Given records —
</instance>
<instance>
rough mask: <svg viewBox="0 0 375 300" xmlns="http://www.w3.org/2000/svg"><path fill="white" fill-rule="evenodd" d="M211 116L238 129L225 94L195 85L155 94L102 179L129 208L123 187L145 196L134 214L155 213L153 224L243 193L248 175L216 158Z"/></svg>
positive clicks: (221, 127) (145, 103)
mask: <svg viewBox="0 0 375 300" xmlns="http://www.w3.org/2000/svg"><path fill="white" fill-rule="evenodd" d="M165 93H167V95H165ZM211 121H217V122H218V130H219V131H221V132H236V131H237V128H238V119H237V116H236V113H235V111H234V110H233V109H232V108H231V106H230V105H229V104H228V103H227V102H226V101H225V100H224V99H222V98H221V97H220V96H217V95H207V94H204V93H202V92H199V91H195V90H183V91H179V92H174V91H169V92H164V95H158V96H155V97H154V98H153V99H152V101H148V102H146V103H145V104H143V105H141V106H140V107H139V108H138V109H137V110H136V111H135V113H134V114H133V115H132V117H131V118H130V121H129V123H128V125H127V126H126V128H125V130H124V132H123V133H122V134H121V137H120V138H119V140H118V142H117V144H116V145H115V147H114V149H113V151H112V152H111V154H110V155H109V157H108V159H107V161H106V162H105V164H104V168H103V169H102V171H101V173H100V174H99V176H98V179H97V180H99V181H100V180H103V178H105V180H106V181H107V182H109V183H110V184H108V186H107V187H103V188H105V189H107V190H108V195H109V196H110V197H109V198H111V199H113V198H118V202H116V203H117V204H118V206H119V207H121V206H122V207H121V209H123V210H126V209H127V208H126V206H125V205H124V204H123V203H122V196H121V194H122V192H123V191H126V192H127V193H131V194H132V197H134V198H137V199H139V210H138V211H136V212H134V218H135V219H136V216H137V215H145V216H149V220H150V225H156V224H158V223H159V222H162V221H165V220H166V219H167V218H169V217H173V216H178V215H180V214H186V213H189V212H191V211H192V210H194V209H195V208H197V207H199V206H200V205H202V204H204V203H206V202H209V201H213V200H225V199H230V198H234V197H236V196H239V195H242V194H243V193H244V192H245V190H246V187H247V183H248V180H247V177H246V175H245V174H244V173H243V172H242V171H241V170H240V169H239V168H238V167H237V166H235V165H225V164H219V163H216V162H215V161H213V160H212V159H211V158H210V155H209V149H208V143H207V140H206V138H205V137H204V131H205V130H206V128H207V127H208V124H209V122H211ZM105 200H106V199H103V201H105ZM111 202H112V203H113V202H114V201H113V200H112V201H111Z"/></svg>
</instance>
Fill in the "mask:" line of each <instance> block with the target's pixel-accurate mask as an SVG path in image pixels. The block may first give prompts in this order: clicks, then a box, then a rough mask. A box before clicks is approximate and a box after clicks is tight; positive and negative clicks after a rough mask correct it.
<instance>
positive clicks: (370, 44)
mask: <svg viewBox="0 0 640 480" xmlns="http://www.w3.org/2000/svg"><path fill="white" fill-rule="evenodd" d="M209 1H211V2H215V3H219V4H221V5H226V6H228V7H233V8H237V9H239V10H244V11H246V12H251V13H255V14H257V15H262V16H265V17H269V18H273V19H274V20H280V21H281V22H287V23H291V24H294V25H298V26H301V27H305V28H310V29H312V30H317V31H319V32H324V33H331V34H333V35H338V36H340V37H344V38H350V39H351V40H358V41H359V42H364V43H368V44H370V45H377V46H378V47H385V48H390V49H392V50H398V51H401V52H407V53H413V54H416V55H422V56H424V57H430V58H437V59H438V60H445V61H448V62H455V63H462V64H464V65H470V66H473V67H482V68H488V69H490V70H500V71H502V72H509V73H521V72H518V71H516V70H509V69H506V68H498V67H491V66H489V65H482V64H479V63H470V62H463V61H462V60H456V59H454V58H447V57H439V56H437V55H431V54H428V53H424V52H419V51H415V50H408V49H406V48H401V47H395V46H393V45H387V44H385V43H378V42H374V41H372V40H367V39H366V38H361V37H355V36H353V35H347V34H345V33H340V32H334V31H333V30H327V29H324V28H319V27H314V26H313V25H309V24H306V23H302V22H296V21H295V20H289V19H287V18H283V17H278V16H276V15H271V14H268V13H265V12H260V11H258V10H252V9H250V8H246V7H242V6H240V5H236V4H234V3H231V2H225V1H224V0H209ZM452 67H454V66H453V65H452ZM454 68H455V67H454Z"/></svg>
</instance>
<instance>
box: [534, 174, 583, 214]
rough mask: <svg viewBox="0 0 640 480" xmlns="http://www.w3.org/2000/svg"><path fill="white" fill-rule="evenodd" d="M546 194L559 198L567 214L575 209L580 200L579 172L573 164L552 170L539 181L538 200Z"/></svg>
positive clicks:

Work to be completed —
Take the lines from the first line of the records through the line holding "116L238 129L225 94L195", both included, and please reproduce them exactly with nothing added.

Finished exercise —
</instance>
<instance>
rough mask: <svg viewBox="0 0 375 300" xmlns="http://www.w3.org/2000/svg"><path fill="white" fill-rule="evenodd" d="M211 116L238 129L225 94L195 85L155 94L102 179L129 208L123 187L145 196L134 214L155 213L153 224L243 193L248 175L216 158Z"/></svg>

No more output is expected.